▸ TASKS AND EXERCISES:
1. Using the text on Aldana, answer the following:
(a) In what year did Aldana receive a J.D., and from which school?
(b) To what location was Aldana deployed after the 9/11 attacks?
(c) On what date was Aldana appointed Chief Trial Judge of the U.S. Coast Guard?
2. From the text on Aldana, quote the part that opens with the words containing "Aldana graduated cum" and closes with "Law in 1994.".

▸ SOURCE TEXT:
Aldana graduated cum laude from Seattle University in 1991 with a Bachelor of Arts degree in political science. While at Seattle University, Aldana served as Student Body President and as a Congressional Intern on Capitol Hill. He received a J.D. from University of Washington School of Law in 1994.

==Career==
===U.S. Coast Guard===

Aldana joined the United States Coast Guard in 1994 as a Direct Commission Lawyer. After the 9/11 attacks on the World Trade Center, Aldana was deployed to Guantanamo Bay, Cuba, to assist the Department of Defense Criminal Investigation Task Force conducting investigations of detainees captured in the war on terrorism. Aldana also served in leadership roles as the Executive Officer of Coast Guard Base Seattle and the Commanding Officer of Personnel Services and Support Unit (PSSU) Seattle. Aldana served as a Military Trial Judge from 2005 through 2011 and as an Appellate Judge on the U.S. Coast Guard Court of Criminal Appeals from 2015 through 2016. On 15 June 2016, Aldana was appointed as the Chief Trial Judge of the U.S. Coast Guard. Aldana became the first Asian Pacific American to become a chief trial judge of a branch of the United States Armed Forces, as well as the first Filipino American to serve as chief trial judge in U.S. military history.

▸ DATA TO EXAMINE:
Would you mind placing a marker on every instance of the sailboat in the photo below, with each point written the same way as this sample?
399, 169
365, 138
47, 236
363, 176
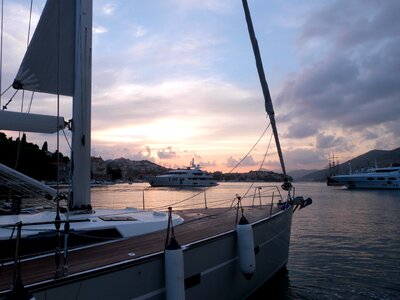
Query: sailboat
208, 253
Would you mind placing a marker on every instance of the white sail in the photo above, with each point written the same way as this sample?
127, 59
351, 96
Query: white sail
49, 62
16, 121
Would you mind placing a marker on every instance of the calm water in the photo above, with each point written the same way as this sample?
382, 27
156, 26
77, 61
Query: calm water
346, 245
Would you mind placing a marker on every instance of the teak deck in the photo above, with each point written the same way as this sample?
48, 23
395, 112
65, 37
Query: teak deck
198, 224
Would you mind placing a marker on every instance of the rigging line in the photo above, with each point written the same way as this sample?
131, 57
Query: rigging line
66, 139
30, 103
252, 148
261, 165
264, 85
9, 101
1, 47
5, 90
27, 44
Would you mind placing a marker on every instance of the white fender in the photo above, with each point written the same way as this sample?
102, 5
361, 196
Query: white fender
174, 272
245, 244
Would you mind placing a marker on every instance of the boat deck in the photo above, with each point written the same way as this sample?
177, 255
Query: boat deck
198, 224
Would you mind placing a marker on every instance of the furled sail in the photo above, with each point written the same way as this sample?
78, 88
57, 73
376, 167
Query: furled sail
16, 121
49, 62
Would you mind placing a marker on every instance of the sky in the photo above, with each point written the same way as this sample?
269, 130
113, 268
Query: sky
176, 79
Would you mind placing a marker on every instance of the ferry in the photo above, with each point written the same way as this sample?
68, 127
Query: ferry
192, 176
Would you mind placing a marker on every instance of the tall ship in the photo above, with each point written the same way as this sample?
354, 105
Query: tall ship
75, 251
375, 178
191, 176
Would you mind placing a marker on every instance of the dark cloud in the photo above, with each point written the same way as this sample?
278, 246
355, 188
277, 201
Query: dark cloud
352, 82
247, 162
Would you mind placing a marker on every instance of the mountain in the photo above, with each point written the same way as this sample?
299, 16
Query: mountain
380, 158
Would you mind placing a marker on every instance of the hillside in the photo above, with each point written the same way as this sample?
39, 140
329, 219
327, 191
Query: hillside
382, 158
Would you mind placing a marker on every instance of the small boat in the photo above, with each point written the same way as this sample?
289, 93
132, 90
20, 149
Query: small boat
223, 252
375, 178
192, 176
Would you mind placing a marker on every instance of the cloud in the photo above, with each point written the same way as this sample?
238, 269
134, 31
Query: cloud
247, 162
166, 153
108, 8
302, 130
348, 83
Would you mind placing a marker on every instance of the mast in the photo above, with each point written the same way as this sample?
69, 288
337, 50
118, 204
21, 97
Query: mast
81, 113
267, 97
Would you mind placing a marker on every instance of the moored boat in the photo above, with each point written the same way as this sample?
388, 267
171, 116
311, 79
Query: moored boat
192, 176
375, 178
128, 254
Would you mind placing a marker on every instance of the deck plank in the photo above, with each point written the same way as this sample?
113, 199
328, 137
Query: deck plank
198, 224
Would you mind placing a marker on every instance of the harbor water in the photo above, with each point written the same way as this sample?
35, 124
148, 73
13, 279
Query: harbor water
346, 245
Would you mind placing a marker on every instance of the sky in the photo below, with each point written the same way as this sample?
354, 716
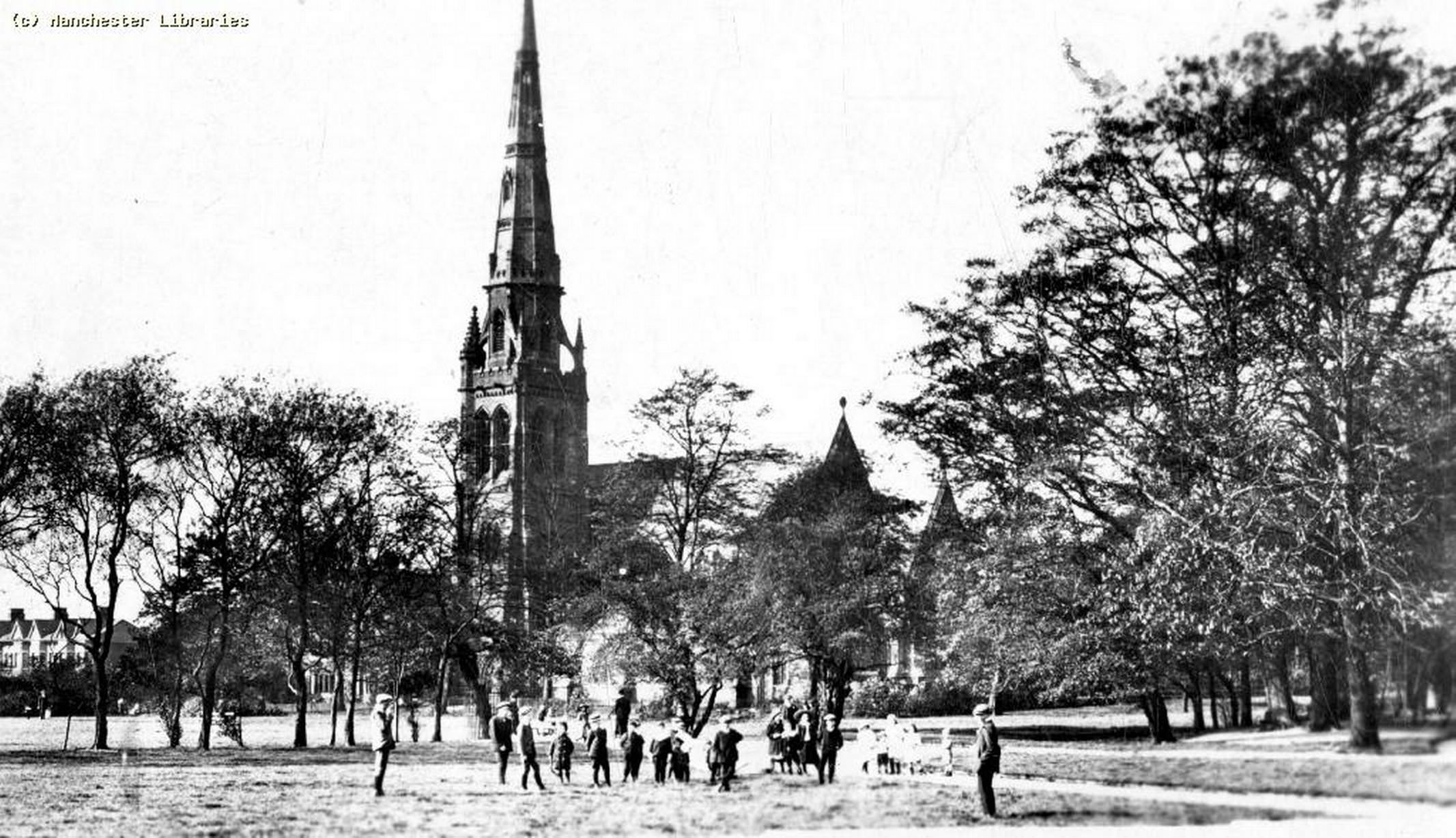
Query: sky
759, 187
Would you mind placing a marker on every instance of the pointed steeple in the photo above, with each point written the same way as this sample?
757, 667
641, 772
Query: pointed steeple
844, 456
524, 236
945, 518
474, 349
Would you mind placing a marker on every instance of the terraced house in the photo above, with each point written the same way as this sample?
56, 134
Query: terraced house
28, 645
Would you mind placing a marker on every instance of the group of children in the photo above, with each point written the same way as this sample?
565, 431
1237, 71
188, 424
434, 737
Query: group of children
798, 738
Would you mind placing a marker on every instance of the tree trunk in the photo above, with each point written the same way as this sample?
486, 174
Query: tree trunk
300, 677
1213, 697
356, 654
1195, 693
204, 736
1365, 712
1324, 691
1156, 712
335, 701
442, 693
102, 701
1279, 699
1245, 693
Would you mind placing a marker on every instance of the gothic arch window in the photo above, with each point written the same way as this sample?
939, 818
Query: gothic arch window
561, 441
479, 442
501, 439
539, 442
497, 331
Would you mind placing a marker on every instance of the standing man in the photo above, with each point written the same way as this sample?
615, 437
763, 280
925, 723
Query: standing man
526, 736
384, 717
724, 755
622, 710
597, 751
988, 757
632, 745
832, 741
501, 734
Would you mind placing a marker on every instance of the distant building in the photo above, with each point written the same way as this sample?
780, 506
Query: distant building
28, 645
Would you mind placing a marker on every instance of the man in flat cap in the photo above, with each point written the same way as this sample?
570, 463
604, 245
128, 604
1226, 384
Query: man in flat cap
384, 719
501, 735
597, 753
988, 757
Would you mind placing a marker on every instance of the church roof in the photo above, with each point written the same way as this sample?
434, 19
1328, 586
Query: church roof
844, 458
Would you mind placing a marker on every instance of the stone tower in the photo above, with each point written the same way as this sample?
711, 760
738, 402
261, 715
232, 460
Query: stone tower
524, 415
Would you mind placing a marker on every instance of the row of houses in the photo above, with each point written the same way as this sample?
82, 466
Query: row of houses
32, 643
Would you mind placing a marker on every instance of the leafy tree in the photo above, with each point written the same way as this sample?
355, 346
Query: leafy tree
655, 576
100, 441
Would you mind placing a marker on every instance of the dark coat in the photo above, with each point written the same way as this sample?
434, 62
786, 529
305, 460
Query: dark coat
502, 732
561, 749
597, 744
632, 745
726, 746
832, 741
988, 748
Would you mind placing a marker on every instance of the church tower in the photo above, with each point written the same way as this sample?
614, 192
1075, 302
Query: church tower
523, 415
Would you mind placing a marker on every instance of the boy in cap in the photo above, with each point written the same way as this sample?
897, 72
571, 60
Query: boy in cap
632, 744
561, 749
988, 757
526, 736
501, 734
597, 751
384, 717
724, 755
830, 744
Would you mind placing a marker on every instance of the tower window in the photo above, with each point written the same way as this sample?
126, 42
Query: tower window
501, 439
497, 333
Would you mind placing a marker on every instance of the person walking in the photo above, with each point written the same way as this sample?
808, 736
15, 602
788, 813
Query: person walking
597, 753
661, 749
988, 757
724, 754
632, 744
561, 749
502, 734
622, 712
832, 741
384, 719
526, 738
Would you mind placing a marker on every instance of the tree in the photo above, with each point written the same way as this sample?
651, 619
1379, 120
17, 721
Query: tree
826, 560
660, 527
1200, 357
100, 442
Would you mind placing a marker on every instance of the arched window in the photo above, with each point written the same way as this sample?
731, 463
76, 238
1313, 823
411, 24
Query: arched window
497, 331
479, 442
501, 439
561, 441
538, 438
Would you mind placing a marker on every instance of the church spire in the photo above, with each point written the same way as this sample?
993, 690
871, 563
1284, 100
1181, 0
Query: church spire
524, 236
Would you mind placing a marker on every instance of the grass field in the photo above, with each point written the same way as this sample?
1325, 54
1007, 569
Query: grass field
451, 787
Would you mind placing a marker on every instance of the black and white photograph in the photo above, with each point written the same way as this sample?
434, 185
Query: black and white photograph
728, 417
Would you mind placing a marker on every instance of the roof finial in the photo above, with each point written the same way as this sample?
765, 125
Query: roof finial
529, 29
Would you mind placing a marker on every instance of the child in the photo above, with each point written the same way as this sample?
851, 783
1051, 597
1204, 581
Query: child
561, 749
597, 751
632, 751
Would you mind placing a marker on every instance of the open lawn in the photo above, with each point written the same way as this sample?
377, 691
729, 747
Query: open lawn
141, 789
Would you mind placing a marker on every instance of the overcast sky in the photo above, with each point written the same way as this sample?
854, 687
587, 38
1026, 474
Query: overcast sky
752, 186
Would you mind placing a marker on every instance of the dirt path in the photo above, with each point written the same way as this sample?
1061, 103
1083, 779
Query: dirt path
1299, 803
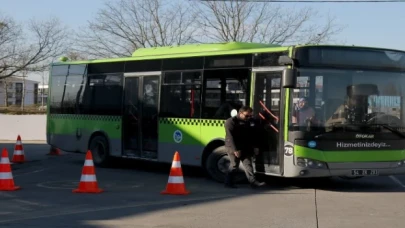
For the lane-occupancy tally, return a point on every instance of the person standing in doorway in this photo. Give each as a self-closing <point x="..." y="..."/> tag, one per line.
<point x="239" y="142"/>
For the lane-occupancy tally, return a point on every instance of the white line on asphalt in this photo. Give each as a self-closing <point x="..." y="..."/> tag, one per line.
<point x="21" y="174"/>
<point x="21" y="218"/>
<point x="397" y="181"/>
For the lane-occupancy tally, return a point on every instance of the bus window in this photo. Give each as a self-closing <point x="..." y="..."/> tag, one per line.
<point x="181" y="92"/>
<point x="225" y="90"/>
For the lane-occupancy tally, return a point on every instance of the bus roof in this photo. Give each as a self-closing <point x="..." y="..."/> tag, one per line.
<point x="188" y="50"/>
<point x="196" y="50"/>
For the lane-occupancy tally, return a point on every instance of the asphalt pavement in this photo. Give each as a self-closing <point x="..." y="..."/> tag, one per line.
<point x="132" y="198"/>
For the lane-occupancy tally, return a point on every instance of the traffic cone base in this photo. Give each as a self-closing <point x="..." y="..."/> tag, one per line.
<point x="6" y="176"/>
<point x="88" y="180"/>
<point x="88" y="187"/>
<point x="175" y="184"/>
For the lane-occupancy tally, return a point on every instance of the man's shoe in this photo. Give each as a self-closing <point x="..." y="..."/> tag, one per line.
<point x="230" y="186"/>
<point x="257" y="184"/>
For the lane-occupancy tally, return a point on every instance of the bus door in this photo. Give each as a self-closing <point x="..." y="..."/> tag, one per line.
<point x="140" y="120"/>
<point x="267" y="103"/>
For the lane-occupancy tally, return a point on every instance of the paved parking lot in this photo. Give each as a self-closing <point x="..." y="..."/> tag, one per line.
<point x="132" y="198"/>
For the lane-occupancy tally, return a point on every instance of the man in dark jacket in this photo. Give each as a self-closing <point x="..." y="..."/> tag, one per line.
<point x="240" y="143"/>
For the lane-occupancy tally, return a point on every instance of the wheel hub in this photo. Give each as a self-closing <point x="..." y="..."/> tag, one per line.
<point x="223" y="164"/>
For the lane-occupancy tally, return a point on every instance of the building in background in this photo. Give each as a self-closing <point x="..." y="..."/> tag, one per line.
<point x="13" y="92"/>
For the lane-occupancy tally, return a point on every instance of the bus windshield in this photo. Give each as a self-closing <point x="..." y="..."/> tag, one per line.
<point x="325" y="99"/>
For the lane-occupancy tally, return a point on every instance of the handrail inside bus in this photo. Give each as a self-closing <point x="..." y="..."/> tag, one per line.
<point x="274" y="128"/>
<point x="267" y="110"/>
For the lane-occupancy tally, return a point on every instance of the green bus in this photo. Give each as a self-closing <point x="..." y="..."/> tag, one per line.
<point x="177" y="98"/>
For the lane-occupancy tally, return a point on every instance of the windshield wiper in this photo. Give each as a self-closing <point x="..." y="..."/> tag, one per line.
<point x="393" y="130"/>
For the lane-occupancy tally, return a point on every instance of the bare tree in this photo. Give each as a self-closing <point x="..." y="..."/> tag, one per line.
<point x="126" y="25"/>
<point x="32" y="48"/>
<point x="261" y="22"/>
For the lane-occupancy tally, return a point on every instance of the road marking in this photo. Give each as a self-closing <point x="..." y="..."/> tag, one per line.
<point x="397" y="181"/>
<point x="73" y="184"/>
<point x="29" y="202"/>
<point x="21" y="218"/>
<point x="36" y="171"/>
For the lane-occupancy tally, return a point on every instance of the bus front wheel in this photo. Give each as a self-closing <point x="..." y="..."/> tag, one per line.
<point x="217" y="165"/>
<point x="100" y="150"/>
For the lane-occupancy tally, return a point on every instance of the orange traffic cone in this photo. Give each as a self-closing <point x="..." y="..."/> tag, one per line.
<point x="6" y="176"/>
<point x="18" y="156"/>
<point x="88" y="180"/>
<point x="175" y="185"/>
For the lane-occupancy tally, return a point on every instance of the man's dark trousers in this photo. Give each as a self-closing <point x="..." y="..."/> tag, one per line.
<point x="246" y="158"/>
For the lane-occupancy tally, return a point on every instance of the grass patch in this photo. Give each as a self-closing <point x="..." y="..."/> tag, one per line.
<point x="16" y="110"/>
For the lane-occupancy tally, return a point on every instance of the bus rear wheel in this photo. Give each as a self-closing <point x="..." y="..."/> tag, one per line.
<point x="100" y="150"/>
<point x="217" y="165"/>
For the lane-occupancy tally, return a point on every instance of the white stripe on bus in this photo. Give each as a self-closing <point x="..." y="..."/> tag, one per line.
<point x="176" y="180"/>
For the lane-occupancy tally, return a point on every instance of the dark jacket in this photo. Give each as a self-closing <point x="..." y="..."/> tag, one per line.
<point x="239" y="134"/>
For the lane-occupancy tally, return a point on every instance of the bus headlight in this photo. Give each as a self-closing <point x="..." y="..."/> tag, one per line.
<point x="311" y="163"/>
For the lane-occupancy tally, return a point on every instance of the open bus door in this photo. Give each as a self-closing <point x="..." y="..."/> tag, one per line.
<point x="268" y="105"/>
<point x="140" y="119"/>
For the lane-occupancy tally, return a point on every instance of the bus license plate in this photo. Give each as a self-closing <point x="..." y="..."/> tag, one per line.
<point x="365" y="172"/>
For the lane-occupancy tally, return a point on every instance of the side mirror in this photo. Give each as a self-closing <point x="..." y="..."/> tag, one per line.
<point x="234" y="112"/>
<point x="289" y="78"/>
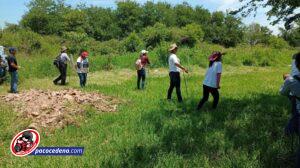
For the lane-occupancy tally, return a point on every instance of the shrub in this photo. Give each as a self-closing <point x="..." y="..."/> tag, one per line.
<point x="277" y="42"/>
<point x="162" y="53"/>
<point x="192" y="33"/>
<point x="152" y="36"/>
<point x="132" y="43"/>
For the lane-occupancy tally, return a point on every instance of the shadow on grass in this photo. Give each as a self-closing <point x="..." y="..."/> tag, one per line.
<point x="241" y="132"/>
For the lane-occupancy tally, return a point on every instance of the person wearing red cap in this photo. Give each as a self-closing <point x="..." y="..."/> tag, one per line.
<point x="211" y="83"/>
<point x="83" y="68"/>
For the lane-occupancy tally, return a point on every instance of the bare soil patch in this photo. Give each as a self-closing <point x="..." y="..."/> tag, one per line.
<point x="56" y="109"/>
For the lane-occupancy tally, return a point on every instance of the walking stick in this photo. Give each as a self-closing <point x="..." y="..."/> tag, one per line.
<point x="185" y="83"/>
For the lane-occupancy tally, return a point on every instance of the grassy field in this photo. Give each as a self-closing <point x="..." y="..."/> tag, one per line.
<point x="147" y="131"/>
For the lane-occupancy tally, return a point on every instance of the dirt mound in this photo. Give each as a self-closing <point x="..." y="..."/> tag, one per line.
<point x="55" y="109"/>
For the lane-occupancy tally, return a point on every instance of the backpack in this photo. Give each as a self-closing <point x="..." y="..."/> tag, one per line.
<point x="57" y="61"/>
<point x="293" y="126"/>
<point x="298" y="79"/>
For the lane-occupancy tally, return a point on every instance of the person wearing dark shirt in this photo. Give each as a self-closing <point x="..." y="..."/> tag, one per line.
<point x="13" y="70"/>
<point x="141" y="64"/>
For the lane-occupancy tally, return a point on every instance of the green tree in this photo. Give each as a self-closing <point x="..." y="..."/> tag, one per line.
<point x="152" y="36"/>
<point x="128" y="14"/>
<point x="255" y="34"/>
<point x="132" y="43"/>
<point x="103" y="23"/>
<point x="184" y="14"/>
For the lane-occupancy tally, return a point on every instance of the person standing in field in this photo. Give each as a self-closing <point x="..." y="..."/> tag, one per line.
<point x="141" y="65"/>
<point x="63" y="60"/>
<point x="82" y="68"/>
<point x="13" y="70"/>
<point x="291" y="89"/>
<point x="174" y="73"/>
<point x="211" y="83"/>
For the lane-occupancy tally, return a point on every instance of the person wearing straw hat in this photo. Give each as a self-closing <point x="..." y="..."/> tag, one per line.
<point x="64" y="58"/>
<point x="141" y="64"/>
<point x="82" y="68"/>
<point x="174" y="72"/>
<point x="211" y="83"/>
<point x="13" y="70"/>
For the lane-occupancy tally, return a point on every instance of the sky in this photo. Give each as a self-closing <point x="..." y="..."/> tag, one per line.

▸ SOLUTIONS BELOW:
1.
(a) 1994, from the University of Washington School of Law.
(b) Guantanamo Bay, Cuba.
(c) 15 June 2016.

2.
Aldana graduated cum laude from Seattle University in 1991 with a Bachelor of Arts degree in political science. While at Seattle University, Aldana served as Student Body President and as a Congressional Intern on Capitol Hill. He received a J.D. from University of Washington School of Law in 1994.